## EXCERPT TO READ
It is the purpose of this paper to examine the major contributions to this marked
improvement of the expression and form of British statutes.
Pre-Victorian Drafting and its Critics
Up to the early nineteenth century bills had been prepared in a variety of ways'.
The earliest statutes were drafted by judges of the King's Council in response to
petitions to the monarch; they were generally short, written in Latin or French up
to the end of the fifteenth century and in English thereafter. As the functions of
parliament changed from that of a King's Council which made petitions to that of a
legislature which initiated bills, the drafting of bills passed to private members or
their legal assistants - usually conveyancers. The first officially appointed bill
draftsman was a William Harrison whom William Pitt established as Parliamen-
tary Counsel to the Treasury in 1798 to prepare Treasury bills and to help in the
drafting of legislation in other departments as time permitted. This post lapsed
with its holder in 1837, and the Home Office took responsibility for drafting,
appointing Drinkwater Bethune in 1837, followed by Walter Coulson in 1848.

## EXERCISES TO COMPLETE
(1) In the passage on British statute drafting, whom did William Pitt establish as Parliamentary Counsel to the Treasury in 1798?
(2) Write the next few sentences of the passage on British statute drafting, beginning right after its final sentence.

## GIVEN INFORMATION
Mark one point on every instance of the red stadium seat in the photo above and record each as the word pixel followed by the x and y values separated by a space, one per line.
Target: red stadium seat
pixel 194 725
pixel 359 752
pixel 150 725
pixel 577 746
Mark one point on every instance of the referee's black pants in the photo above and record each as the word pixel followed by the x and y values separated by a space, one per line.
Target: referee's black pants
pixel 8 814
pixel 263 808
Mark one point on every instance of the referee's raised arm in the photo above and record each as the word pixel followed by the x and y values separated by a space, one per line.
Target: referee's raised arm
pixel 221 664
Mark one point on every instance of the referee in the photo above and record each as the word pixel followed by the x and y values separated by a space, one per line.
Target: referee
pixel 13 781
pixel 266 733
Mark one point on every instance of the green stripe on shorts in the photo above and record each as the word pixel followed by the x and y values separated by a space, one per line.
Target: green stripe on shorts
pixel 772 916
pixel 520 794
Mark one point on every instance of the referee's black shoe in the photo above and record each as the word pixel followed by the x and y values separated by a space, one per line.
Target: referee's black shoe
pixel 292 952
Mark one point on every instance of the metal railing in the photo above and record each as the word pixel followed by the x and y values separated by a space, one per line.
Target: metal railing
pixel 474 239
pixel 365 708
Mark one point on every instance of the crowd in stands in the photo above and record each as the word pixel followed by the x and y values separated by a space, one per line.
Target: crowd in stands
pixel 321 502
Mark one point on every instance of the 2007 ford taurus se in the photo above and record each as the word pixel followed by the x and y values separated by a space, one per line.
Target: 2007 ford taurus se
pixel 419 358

## ANSWERS TO THE EXERCISES
(1) William Harrison

(2)
Despite these appointments, a great deal of drafting in the eighteenth and
nineteenth centuries was done by conveyancers - a practice which was both
expensive and unwieldy. No uniformity of style and language was possible, and the
peculiar inflation and repetition characteristic of conveyancers' language con-
tinued unabated. (Various reasons have been offered for the introduction of prolix
expressions such as 'all and every', 'shall and may', 'from and after' which are
particularly noticeable in legal language from the Tudor period on; the kindest
reason is that English terms were unsettled and so needed reinforcement from
decided French terms; 'deem and consider', 'fit and proper', 'free and clear' are
typical examples of English terms followed by French, but the practice of doubling
extended to having two perfectly comprehensible English terms as in 'have and
hold', 'let or hindrance'. A less kind explanation is that printing permitted and even
1. See S.G.G. Edgar, Craies on Statute Law, 7th ed. London, 1971,21-22 and footnotes for
a brief account of early drafting.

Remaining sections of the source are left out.